§ Testo mostrato

Written by Marco Palma il 14 July 2020
Aggiornato il 28 July 2020

“Questo irresponsabile atteggiamento – ha scritto Virginio Merola riferendosi ai giovani che si incontrano a Piazza San Francesco – e, quanto meno, la totale assenza di rispetto per gli altri, mi inducono ad assumere provvedimenti drastici a tutela di tutti”. 

Che nell’estate della pandemia sia indispensabile cercare forme per prevenire il contagio, è un fatto confermato dai tanti focolai di infezione che scoppiano settimanalmente, in particolare nei luoghi di lavoro. D’altra parte, è stata la stessa politica, consapevole dell’insostenibilità sociale di una quarantena infinita, ad aver lastricato, con dehors allargati e dichiarazioni pubbliche, la strada del ritorno a una quotidianità fatta anche di incontri, aggregazione e socialità.

La pandemia porta con sé il bisogno di distanziamento fisico, e più di qualcuno ha segnalato l’urgenza di non trasformare questa necessità in distanziamento sociale. Tuttavia, chi amministra ha il dovere di trovare soluzioni e non di indicare sulla gogna dei social network potenziali – e spesso arbitrari – untori.

§ Voci fornite
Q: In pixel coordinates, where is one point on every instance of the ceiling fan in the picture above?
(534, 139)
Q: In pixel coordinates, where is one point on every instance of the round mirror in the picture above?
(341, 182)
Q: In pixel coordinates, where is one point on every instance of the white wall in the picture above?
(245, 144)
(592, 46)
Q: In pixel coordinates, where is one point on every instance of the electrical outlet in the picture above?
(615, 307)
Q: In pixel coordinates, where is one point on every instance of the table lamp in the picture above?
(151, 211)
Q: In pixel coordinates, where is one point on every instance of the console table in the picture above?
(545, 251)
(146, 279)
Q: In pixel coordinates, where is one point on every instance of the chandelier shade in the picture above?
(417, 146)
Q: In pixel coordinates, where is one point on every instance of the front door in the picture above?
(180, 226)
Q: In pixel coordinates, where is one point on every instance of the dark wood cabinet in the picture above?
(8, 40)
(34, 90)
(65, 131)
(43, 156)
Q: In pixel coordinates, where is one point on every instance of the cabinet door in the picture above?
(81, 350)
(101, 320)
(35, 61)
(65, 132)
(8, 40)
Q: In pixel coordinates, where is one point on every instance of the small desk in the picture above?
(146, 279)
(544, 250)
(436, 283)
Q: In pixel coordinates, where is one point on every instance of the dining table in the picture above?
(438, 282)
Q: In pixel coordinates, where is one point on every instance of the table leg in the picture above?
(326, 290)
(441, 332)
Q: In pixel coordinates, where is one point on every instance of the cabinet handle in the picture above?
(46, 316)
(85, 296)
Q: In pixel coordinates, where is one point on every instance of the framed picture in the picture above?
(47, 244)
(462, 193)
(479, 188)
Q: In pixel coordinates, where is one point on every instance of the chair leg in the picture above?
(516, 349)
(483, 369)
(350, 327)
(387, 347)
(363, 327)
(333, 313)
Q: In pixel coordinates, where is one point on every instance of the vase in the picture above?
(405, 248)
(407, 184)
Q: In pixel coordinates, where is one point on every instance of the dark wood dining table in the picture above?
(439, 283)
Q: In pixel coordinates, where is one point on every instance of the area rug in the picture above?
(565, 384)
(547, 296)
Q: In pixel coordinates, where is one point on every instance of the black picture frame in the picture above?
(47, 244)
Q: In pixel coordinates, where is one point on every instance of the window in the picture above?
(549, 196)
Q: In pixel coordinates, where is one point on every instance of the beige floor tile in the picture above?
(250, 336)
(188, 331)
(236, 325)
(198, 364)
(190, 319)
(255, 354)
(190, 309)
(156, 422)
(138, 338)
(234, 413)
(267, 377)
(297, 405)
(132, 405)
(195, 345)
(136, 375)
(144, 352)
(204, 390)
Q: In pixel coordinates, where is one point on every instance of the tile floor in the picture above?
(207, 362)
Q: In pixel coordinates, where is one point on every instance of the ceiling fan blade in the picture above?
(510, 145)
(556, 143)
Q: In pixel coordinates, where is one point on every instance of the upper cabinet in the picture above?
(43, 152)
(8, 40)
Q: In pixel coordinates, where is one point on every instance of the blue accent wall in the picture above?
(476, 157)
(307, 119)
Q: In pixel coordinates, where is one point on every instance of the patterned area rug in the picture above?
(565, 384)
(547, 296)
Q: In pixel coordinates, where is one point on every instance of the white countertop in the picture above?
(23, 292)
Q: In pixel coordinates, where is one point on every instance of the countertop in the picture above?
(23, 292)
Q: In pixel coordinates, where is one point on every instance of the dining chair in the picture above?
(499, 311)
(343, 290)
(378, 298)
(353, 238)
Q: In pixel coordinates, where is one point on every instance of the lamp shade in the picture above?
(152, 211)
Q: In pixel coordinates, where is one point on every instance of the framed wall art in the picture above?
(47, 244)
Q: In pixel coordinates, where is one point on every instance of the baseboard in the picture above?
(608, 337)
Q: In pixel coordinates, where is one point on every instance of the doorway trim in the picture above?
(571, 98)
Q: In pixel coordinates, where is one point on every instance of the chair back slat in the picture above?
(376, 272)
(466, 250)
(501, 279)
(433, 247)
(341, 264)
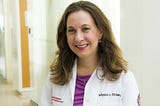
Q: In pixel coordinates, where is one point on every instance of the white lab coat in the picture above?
(123, 92)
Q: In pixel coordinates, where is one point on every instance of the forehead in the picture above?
(79, 18)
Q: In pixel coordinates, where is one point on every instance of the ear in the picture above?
(100, 35)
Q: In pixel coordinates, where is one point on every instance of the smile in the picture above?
(83, 46)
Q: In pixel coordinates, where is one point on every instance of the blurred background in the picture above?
(28, 45)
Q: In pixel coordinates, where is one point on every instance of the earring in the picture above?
(99, 41)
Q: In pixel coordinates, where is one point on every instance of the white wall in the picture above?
(140, 44)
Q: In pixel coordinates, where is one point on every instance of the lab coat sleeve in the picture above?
(45, 98)
(131, 95)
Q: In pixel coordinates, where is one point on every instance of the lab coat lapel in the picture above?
(73, 80)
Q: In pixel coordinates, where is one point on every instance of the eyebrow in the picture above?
(84, 25)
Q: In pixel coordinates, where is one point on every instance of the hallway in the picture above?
(9, 96)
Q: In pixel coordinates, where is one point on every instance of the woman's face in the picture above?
(82, 34)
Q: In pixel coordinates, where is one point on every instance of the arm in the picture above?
(45, 98)
(131, 95)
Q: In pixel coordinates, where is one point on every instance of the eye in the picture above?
(71, 30)
(86, 29)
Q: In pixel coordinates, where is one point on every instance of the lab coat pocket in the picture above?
(110, 99)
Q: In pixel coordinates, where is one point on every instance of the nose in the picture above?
(79, 37)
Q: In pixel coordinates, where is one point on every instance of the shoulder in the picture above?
(128, 80)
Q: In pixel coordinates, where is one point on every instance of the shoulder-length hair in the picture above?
(110, 56)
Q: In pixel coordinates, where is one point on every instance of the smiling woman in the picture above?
(89, 68)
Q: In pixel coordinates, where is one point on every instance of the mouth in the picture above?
(82, 46)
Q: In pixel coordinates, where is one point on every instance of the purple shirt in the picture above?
(79, 89)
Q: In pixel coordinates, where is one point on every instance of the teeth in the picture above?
(80, 46)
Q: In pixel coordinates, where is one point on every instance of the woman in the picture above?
(89, 69)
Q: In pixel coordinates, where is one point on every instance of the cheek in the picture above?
(69, 41)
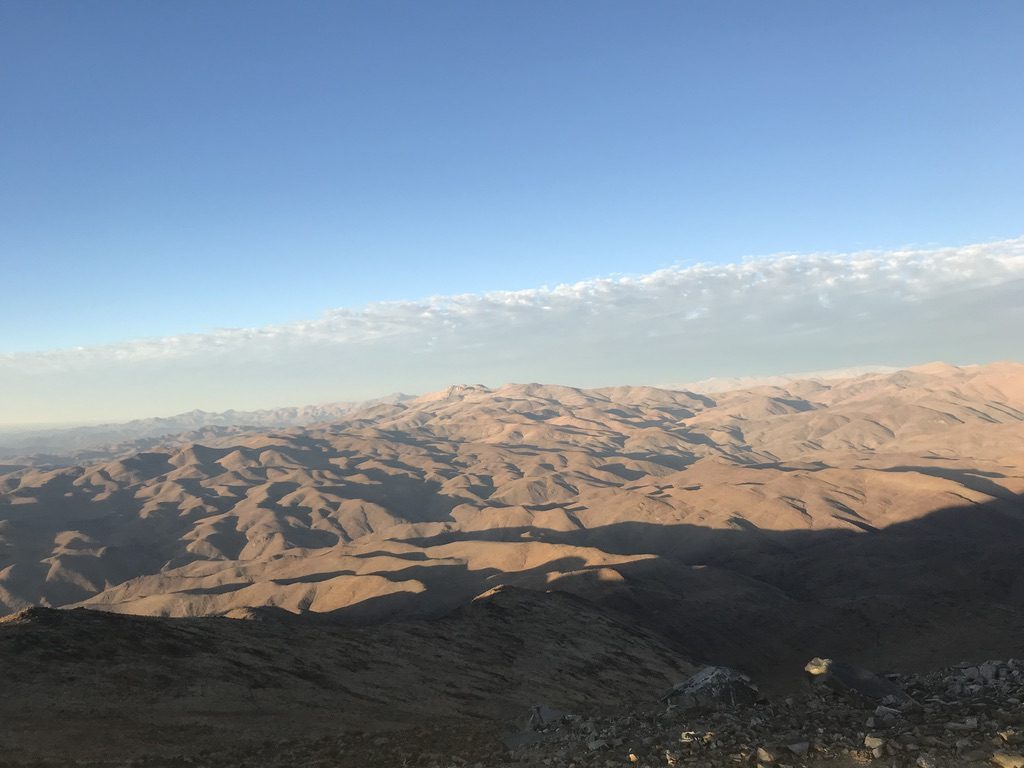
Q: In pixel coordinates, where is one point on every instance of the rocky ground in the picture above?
(968, 715)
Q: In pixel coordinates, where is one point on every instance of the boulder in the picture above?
(712, 688)
(849, 678)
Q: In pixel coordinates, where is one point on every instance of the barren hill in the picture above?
(859, 514)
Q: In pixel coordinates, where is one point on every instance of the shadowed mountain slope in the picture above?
(790, 514)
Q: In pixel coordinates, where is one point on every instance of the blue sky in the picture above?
(175, 168)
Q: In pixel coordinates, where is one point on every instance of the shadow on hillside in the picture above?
(937, 590)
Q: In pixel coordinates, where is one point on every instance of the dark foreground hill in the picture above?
(80, 685)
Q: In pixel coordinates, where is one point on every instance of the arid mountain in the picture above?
(879, 516)
(68, 444)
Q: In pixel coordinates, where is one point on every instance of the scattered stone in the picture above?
(1008, 760)
(800, 748)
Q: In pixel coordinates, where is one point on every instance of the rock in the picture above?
(764, 756)
(800, 748)
(714, 687)
(1008, 760)
(847, 677)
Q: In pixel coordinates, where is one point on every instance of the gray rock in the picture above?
(847, 677)
(800, 748)
(714, 687)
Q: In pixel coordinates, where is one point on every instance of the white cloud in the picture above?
(764, 315)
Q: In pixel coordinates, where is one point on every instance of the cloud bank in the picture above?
(760, 316)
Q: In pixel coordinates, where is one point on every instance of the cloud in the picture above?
(763, 315)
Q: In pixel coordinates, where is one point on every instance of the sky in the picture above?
(255, 204)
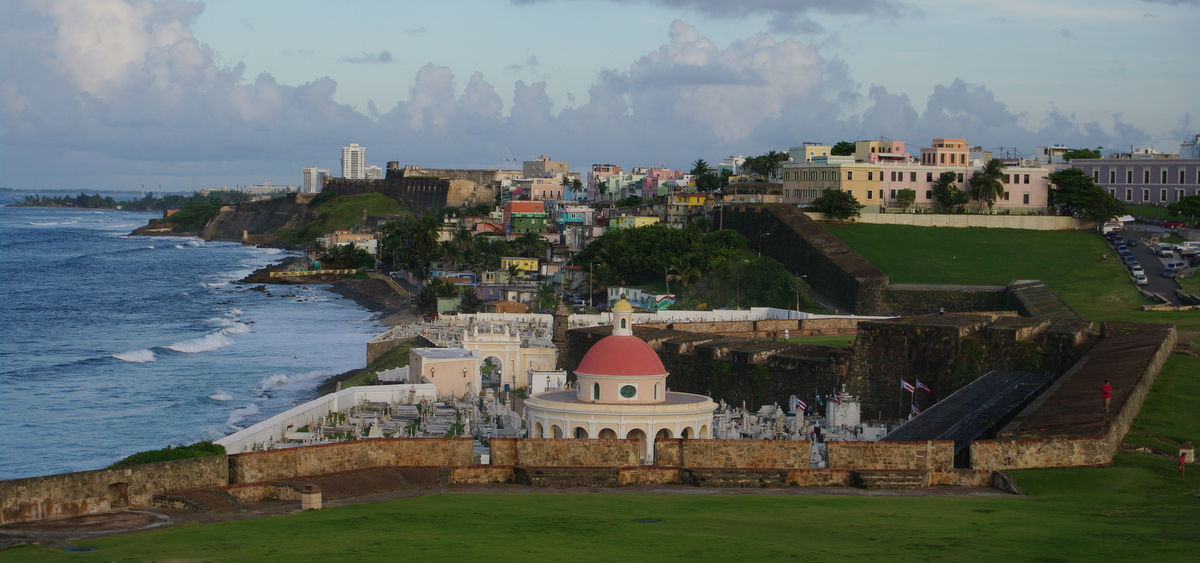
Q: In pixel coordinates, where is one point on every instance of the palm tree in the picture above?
(987, 185)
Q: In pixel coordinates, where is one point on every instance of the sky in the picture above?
(119, 94)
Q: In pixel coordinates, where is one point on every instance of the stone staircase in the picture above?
(719, 477)
(568, 477)
(897, 479)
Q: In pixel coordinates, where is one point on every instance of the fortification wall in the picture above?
(910, 299)
(805, 247)
(103, 490)
(889, 455)
(361, 454)
(564, 453)
(732, 453)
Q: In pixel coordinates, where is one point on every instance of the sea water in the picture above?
(113, 345)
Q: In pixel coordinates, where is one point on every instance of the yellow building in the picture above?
(629, 222)
(804, 181)
(527, 264)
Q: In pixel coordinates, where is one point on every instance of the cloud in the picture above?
(784, 16)
(105, 94)
(381, 58)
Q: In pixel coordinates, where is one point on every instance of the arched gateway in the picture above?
(622, 394)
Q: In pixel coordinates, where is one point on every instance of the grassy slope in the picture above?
(1068, 261)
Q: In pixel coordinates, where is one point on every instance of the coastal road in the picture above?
(1153, 265)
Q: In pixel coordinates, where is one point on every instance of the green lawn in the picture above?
(1068, 261)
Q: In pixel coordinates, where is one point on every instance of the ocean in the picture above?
(114, 345)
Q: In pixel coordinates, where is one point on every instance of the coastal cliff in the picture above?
(259, 220)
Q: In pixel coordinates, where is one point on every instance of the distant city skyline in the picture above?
(113, 94)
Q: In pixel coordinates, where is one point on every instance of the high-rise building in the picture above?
(312, 179)
(354, 162)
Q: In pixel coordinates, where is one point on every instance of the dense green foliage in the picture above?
(1077, 193)
(844, 148)
(199, 449)
(947, 196)
(645, 253)
(839, 204)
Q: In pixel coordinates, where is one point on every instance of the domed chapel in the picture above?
(621, 393)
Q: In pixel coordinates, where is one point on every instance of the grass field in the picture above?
(1068, 261)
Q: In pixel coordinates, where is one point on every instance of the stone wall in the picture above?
(891, 455)
(741, 454)
(360, 454)
(913, 299)
(564, 453)
(808, 249)
(102, 490)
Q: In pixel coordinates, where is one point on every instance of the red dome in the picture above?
(621, 355)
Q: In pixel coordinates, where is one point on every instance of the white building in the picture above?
(312, 179)
(354, 162)
(621, 393)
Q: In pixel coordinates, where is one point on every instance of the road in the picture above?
(1153, 265)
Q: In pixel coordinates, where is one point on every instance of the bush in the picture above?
(199, 449)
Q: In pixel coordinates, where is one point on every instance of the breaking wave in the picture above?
(208, 343)
(137, 357)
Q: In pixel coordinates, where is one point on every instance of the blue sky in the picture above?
(111, 94)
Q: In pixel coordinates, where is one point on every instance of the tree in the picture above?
(1075, 193)
(987, 185)
(1081, 154)
(471, 301)
(947, 196)
(837, 204)
(844, 148)
(1187, 208)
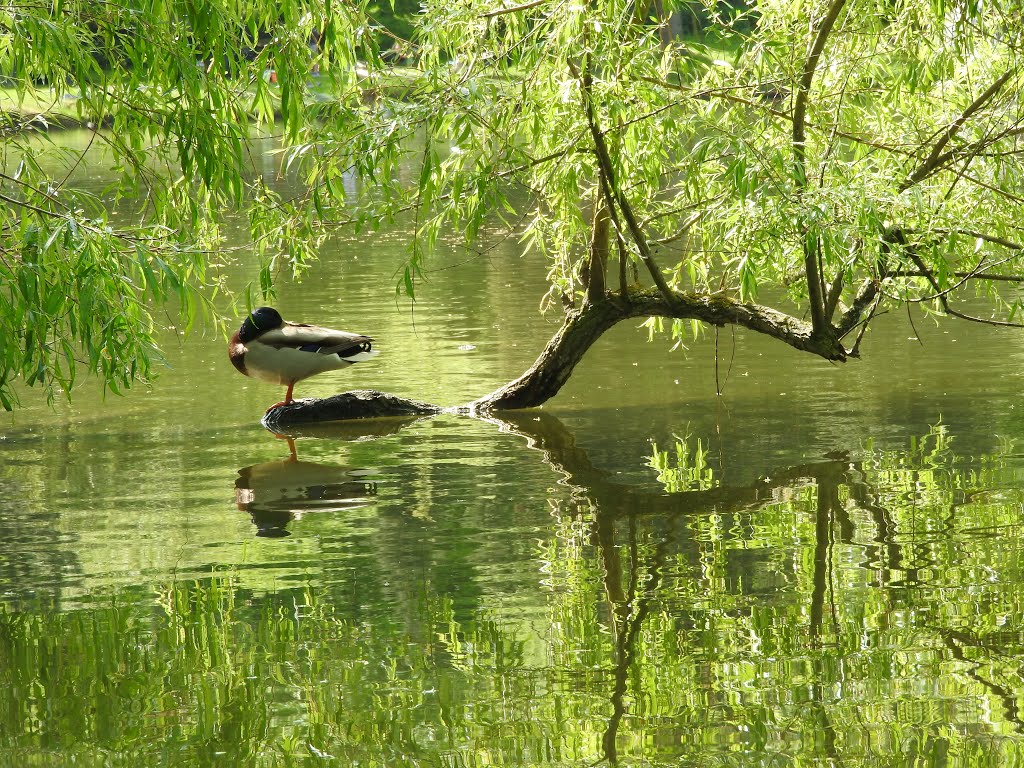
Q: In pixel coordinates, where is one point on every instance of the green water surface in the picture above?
(822, 565)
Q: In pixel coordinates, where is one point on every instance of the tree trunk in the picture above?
(585, 326)
(580, 330)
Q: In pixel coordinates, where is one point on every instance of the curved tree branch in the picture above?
(812, 268)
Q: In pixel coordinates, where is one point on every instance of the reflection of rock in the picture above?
(276, 493)
(361, 403)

§ Consegna 1
Copia dall'articolo su Piazza San Francesco il passo che comincia con "Che nell’estate della" e termina con "arbitrari – untori.".
§ Consegna 2
Secondo l'articolo su Piazza San Francesco, in quali luoghi scoppiano in particolare i focolai di infezione settimanali?
§ Consegna 3
Riprendi l'articolo su Piazza San Francesco dal punto in cui si interrompe e proseguilo.

§ Risposta 1
Che nell’estate della pandemia sia indispensabile cercare forme per prevenire il contagio, è un fatto confermato dai tanti focolai di infezione che scoppiano settimanalmente, in particolare nei luoghi di lavoro. D’altra parte, è stata la stessa politica, consapevole dell’insostenibilità sociale di una quarantena infinita, ad aver lastricato, con dehors allargati e dichiarazioni pubbliche, la strada del ritorno a una quotidianità fatta anche di incontri, aggregazione e socialità.

La pandemia porta con sé il bisogno di distanziamento fisico, e più di qualcuno ha segnalato l’urgenza di non trasformare questa necessità in distanziamento sociale. Tuttavia, chi amministra ha il dovere di trovare soluzioni e non di indicare sulla gogna dei social network potenziali – e spesso arbitrari – untori.

§ Risposta 2
Nei luoghi di lavoro.

§ Risposta 3
Il Comune di Bologna è stato molto veloce nell’individuare gli strumenti per supportare le attività commerciali, allargando gratuitamente i plateatici, ma non ha ancora fatto nulla per aumentare gli spazi cittadini destinati all’aggregazione e alla socialità in sicurezza. In queste settimane, non un metro quadro dei nostri quartieri è stato sottratto al traffico automobilistico per essere restituito agli abitanti. Eppure, sollecitazioni in questo senso sono arrivate da più parti, con la proposta di dare spazio e priorità alle persone (tipo questa), cercando al contempo di fare di questo periodo pandemico un laboratorio nel quale sperimentare una città più vivibile. Una scelta che, tra l’altro, avrebbe avuto anche il merito di comunicare con efficacia che non siamo fuori dalla pandemia, ma che il rispetto delle distanze è fondamentale e proprio per questo il tessuto urbano cambia in emergenza e allarga le aree pedonali mettendo le persone – e non le auto – al centro della vita cittadina.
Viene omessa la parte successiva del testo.